* _Textauszug_
****************************************
Geschichte[Bearbeiten | Quelltext bearbeiten]

Für Gotthold Ephraim Lessing war der Gelehrte Christian Adolph Klotz, mit dem er eine heftige Auseinandersetzung über die Dichtkunst führte, „ein eitler, aufgeblasener und selbstgerechter Literaturpapst“.

Die Frühnaturalisten Heinrich Hart und Julius Hart beschimpften den Schriftsteller und Journalisten Paul Lindau in ihren Kritischen Waffengängen als „Literaturpapst“. Angeregt wurde die metaphorische Prägung vielleicht von den Entwicklungen in der katholischen Kirche: Erst 1870 hatte das Erste Vatikanische Konzil festgelegt, unter welchen Umständen der Papst Unfehlbarkeit beanspruchen darf.

Kurt Tucholsky sah es als das „erste Bestreben“ seiner Buchkritik, „nicht das Literaturpäpstlein zu spielen. Das kann es nicht geben, und das soll es auch nicht geben. Jeder, der kritisch tätig ist, sollte täglich dreimal dieses Gebet beten: Damit, daß du kritisierst, bist du dem Werk nicht überlegen; dadurch bist du ihm nicht überlegen; dadurch bist du ihm nicht überlegen“. (aus: „Die Aussortierten“, in: Die Weltbühne Jg. 27, 1931, Nr. 2, S. 58ff) Der Autorin Irmgard Keun schrieb er in einem Brief: „Ich trete für neue Leute ein, wo ich nur kann, und daß ich kein Literaturpapst bin, wissen Sie auch“.
****************************************
* _Aufgeführte Einträge_
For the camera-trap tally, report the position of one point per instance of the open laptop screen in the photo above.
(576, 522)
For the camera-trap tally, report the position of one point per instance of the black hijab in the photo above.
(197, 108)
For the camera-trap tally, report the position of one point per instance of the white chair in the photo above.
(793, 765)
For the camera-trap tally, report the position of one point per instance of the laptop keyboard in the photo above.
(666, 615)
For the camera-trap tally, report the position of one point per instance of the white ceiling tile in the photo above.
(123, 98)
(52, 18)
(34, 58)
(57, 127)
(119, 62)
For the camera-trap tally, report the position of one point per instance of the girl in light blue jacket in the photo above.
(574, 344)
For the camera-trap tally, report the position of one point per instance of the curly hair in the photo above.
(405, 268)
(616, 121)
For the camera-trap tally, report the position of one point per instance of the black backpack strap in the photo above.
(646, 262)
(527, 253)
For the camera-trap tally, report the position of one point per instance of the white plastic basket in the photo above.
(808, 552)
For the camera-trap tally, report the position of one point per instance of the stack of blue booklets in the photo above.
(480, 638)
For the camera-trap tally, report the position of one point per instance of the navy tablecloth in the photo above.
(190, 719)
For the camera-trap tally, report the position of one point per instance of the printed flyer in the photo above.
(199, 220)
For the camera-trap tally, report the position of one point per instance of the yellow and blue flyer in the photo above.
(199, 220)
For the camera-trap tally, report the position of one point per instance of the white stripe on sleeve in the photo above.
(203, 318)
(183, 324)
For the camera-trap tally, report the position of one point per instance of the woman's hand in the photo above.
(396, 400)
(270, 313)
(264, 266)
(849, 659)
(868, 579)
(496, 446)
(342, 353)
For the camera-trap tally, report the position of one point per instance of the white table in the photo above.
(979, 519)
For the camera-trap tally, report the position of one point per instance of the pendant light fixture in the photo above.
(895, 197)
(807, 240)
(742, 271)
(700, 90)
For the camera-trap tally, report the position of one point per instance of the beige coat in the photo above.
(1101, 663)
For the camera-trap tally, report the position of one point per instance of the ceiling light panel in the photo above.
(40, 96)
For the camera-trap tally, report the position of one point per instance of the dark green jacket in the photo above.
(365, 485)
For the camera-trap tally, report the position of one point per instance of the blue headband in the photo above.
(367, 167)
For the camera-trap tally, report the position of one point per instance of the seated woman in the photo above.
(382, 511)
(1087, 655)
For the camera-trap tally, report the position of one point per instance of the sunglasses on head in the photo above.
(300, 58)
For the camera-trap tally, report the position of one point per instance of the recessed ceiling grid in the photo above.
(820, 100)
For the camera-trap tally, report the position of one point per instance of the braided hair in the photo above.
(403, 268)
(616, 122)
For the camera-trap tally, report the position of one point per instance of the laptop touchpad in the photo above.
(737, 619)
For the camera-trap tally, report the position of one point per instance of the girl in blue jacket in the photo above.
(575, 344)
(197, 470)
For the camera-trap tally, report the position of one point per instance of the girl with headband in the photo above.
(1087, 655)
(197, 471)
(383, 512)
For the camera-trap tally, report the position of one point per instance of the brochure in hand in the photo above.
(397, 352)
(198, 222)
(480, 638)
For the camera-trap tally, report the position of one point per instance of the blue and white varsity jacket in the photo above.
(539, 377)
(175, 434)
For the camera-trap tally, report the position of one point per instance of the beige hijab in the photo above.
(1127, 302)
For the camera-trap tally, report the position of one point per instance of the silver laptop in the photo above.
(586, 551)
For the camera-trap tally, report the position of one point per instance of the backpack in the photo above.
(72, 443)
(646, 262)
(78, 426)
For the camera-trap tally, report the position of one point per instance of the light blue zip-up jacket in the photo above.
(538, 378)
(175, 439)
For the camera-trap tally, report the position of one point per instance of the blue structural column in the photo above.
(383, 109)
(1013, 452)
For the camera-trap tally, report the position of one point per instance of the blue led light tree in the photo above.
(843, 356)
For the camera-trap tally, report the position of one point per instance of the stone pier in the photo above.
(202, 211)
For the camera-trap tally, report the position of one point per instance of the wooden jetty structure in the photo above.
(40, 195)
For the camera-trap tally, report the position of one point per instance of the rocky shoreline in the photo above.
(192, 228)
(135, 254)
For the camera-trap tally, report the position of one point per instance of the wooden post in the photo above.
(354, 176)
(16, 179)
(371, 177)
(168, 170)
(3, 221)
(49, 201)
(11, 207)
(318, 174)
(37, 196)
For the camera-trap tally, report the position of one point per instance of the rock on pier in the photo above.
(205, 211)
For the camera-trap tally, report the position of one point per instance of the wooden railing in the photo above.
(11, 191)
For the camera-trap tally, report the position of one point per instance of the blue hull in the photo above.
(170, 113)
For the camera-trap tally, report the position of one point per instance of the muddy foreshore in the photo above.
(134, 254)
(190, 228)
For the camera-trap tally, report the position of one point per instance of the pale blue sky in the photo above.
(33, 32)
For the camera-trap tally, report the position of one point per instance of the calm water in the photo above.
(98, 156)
****************************************
* _Arbeitsauftrag_
Setze den Textauszug zur Geschichte des Ausdrucks „Literaturpapst“ im Anschluss an seinen letzten Satz fort.

* _Musterlösung_
Der Kritiker Alfred Kerr wurde in der Zeit der Weimarer Republik als „Literaturpapst vom Hause Mosse“ bezeichnet. (Rudolf Mosse war der Gründer des Berliner Tageblatts.) Ob die Bezeichnung respektvoll war, ist zu bezweifeln: Der Linguist Manfred Pechau hielt sie bereits vor 1933 für diffamierend genug, sie neben Antisemitismen wie „geistige Verjudung“ und „Parasitenvolk“ in ein geplantes Wörterbuch der nationalsozialistischen Sprache aufzunehmen.[1] In der Zeit des Nationalsozialismus galt Hellmuth Langenbucher als Literaturpapst.

1977 publizierte Martin Walser in Die Zeit (25. März 1977) seine Polemik „Über Päpste“ gegen eine sich päpstlich-unfehlbar gerierende Literaturkritik und meinte damit hauptsächlich Reich-Ranicki.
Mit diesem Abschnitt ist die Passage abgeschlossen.